TASK TO CARRY OUT ::
Copy out all the rows below, changing every "box the" to "mark the" and keeping the rest the same.

[Source data]

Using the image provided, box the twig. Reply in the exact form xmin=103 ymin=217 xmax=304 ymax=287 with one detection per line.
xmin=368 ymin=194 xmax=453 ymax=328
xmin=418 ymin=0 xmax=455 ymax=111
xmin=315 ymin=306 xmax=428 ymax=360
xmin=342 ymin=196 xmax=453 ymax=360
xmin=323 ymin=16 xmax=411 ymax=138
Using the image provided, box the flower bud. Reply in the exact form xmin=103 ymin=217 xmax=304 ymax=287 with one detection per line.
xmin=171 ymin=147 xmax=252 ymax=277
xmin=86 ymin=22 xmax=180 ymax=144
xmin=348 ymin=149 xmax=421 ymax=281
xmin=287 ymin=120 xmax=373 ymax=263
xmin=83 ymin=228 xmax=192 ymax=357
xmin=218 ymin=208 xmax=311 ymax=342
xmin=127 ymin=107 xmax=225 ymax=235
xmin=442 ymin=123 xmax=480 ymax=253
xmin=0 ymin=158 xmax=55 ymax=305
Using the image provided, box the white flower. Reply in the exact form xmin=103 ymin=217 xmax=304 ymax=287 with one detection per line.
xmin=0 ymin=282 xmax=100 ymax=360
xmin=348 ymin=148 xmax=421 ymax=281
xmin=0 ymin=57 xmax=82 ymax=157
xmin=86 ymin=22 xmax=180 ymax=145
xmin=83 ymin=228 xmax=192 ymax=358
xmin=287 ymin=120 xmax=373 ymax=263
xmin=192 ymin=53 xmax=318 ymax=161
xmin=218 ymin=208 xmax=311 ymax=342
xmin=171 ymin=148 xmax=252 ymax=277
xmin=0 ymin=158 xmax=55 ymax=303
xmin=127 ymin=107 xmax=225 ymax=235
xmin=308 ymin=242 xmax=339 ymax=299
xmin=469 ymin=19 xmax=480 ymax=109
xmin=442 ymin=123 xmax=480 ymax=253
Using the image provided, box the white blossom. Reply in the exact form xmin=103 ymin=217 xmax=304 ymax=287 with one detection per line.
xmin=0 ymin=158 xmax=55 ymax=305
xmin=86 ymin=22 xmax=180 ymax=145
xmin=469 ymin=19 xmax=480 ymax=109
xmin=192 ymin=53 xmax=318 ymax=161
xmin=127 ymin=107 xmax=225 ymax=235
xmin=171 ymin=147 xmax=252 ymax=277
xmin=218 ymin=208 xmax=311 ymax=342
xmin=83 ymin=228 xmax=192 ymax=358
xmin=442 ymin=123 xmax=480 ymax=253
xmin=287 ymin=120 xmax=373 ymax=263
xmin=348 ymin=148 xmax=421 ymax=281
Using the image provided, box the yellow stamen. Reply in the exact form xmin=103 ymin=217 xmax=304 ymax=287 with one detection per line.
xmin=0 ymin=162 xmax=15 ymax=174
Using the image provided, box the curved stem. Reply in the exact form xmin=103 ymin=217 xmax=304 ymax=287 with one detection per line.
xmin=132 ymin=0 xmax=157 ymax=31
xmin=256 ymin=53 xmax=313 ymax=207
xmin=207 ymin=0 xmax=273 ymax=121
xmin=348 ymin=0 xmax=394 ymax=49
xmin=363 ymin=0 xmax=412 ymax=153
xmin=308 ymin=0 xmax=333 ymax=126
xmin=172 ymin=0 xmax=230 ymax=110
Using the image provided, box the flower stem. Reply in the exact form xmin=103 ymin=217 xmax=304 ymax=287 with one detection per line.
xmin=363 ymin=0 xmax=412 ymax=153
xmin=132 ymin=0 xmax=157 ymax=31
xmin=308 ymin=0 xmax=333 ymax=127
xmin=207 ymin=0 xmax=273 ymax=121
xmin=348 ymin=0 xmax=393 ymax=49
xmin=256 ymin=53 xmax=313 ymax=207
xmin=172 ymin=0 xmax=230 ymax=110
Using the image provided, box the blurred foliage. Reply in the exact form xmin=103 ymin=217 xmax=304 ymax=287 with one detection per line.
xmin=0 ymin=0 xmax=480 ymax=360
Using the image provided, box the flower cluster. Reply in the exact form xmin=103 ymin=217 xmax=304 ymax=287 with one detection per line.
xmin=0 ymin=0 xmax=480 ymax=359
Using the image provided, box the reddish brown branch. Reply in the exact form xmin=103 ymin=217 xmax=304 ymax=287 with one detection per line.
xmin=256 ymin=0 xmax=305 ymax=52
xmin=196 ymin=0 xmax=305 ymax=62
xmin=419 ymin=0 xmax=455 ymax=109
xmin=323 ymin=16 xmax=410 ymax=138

SOLVED EXERCISE ::
Using the image provided, mark the twig. Reply in the exact form xmin=103 ymin=217 xmax=304 ymax=287 with one detection per line.
xmin=368 ymin=194 xmax=453 ymax=328
xmin=418 ymin=0 xmax=455 ymax=111
xmin=315 ymin=306 xmax=428 ymax=360
xmin=342 ymin=196 xmax=453 ymax=360
xmin=323 ymin=16 xmax=411 ymax=138
Using the image provided, mark the flower bud. Reply in the exact form xmin=103 ymin=217 xmax=304 ymax=287 with one detection per line.
xmin=171 ymin=147 xmax=252 ymax=277
xmin=86 ymin=22 xmax=180 ymax=144
xmin=348 ymin=149 xmax=421 ymax=281
xmin=287 ymin=120 xmax=373 ymax=263
xmin=83 ymin=228 xmax=192 ymax=357
xmin=218 ymin=208 xmax=311 ymax=342
xmin=127 ymin=107 xmax=225 ymax=235
xmin=442 ymin=123 xmax=480 ymax=253
xmin=0 ymin=158 xmax=55 ymax=305
Using the image provided, mark the white flower. Reply in the exact form xmin=103 ymin=217 xmax=304 ymax=287 with one detection per line.
xmin=0 ymin=282 xmax=100 ymax=360
xmin=348 ymin=148 xmax=421 ymax=281
xmin=0 ymin=57 xmax=82 ymax=157
xmin=86 ymin=22 xmax=180 ymax=145
xmin=83 ymin=228 xmax=192 ymax=358
xmin=287 ymin=120 xmax=373 ymax=263
xmin=192 ymin=53 xmax=318 ymax=161
xmin=218 ymin=208 xmax=311 ymax=342
xmin=171 ymin=148 xmax=252 ymax=277
xmin=0 ymin=158 xmax=55 ymax=303
xmin=127 ymin=107 xmax=225 ymax=235
xmin=308 ymin=242 xmax=339 ymax=299
xmin=469 ymin=19 xmax=480 ymax=109
xmin=442 ymin=123 xmax=480 ymax=253
Using the image provided, mark the white blossom. Reply in the exact form xmin=103 ymin=217 xmax=304 ymax=287 with one detection per line.
xmin=0 ymin=158 xmax=55 ymax=305
xmin=86 ymin=22 xmax=180 ymax=145
xmin=469 ymin=19 xmax=480 ymax=109
xmin=192 ymin=53 xmax=318 ymax=161
xmin=127 ymin=107 xmax=225 ymax=235
xmin=171 ymin=147 xmax=252 ymax=277
xmin=218 ymin=208 xmax=311 ymax=342
xmin=83 ymin=228 xmax=192 ymax=358
xmin=442 ymin=123 xmax=480 ymax=253
xmin=287 ymin=120 xmax=373 ymax=263
xmin=348 ymin=148 xmax=421 ymax=281
Using the image provided, mark the yellow stamen. Reply in the exact form xmin=103 ymin=217 xmax=304 ymax=287 with one detection per line.
xmin=0 ymin=162 xmax=15 ymax=174
Using the image provided, mark the curved stem. Reply in the exact form xmin=103 ymin=217 xmax=304 ymax=287 with one detection per line.
xmin=132 ymin=0 xmax=157 ymax=31
xmin=256 ymin=53 xmax=313 ymax=207
xmin=207 ymin=0 xmax=273 ymax=121
xmin=348 ymin=0 xmax=394 ymax=49
xmin=363 ymin=0 xmax=412 ymax=153
xmin=308 ymin=0 xmax=333 ymax=126
xmin=172 ymin=0 xmax=230 ymax=110
Using the image provided, mark the flower stem. Reply in the exact form xmin=103 ymin=217 xmax=304 ymax=287 with one detection per line.
xmin=363 ymin=0 xmax=412 ymax=153
xmin=132 ymin=0 xmax=157 ymax=31
xmin=308 ymin=0 xmax=333 ymax=127
xmin=207 ymin=0 xmax=273 ymax=121
xmin=348 ymin=0 xmax=393 ymax=49
xmin=256 ymin=53 xmax=313 ymax=207
xmin=172 ymin=0 xmax=230 ymax=110
Using the image provided, mark the blurred foliage. Reply in the exact form xmin=103 ymin=217 xmax=304 ymax=287 with one detection per line.
xmin=0 ymin=0 xmax=480 ymax=360
Using the image provided, mark the flower cluster. Reply in the exact form xmin=103 ymin=217 xmax=304 ymax=287 with one detection per line.
xmin=0 ymin=0 xmax=480 ymax=359
Using the image provided, mark the reddish brown branch. Reply in the exact form xmin=103 ymin=217 xmax=304 ymax=287 with one detection per line.
xmin=256 ymin=0 xmax=305 ymax=52
xmin=196 ymin=0 xmax=305 ymax=62
xmin=419 ymin=0 xmax=455 ymax=109
xmin=323 ymin=16 xmax=410 ymax=138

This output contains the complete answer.